### YOUR GOAL
Please answer from the menswear excerpt below: who did Fendi work with on the show where the onesie first appeared?

### SELECTED EXCERPT
Far from being random, Kean Etro’s shop-your-own-closet mash-up of paisleys, plaids, stripes and leopard patterns had a deliberate point to make, one that required only the framing of the broader cityscape to coalesce. In a post-Covid era, we may all find ourselves less constrained than in the past by rigid standards of taste, as Mr. Etro suggested. Why not pair cable knits with patterns with upcycled jacquards with Etro logos with a sweater belted like a dress, if you want to? Who says you can’t dress for the street just as you do around the house?
Why not, then, wear a onesie on the job?
This item turned up first in a Fendi show created in collaboration with Noel Fielding, the British comedian and host of “The Great British Baking Show.” Typically Silvia Venturini Fendi is well ahead of the cultural curve, but here her creativity seemed to stall in the face of the fact that “normality has lost its meaning,” as she noted in a Zoom call from Milan.
Or else she was onto something. If initially it seemed that Ms. Fendi could not be serious in suggesting that guys in the future will dress for the office in channel-quilted and down-stuffed dressing gowns or trapunto pajamas or thermal underwear that seems swiped from an Adult Baby catalog, it developed on second glance that she was.
Who says, after all, that the regressive effects of dressing for confinement will prove reversible? Crocs are surely here for the long haul. So are bedroom slippers on city streets. A great many of us have been working in our underpants all along.

### RECORDS SUPPLIED
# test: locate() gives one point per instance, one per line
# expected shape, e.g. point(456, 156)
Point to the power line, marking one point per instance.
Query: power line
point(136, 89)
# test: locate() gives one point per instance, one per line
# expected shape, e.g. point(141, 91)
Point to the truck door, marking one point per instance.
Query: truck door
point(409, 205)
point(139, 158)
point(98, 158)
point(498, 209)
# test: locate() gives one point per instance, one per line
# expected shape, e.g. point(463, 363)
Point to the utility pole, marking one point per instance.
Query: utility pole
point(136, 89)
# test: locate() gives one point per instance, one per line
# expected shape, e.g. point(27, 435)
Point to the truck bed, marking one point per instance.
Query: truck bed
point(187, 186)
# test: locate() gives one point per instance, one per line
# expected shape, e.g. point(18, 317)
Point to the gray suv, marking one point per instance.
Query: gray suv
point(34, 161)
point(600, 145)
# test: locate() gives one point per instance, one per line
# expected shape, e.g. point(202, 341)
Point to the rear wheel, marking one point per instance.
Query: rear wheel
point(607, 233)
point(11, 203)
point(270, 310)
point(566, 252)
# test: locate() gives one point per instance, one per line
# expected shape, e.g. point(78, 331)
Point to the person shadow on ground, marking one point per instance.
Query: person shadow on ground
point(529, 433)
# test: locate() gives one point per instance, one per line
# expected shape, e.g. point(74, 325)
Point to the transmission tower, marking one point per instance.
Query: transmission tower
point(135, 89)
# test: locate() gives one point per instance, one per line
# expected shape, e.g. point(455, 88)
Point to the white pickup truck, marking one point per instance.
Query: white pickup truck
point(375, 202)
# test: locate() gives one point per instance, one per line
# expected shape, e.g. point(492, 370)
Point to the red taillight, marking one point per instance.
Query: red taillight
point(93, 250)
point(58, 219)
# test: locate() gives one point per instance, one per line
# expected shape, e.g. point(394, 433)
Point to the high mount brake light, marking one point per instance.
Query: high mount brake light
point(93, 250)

### REPLY TO THE EXERCISE
Noel Fielding, the British comedian and host of "The Great British Baking Show."